• [Task details]:
Search the lines of the records for the word "query", and copy every line that has it.

• [Information supplied]:
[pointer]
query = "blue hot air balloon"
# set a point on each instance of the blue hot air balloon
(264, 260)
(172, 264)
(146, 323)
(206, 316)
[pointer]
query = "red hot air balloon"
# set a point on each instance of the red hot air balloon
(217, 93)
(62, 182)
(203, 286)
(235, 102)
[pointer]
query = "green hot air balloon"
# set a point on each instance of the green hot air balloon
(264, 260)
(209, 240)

...

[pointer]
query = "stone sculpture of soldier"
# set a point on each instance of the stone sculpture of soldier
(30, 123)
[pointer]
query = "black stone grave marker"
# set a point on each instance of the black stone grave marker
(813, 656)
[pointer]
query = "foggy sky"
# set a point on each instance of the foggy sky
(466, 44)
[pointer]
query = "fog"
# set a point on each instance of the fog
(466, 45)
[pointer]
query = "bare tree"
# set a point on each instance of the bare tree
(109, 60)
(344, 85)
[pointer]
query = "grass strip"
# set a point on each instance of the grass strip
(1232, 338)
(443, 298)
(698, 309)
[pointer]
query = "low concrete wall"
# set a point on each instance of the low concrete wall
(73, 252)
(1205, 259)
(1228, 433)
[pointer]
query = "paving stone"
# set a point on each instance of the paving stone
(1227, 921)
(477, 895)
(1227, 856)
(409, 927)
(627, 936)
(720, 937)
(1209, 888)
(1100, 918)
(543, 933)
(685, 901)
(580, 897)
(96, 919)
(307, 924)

• [Response to this exercise]:
query = "blue hot air balloon"
query = "red hot air balloon"
query = "green hot air balloon"
query = "stone sculpture of soldier"
query = "black stone grave marker"
query = "foggy sky"
query = "fog"
query = "bare tree"
query = "grass strip"
query = "low concrete wall"
query = "paving stone"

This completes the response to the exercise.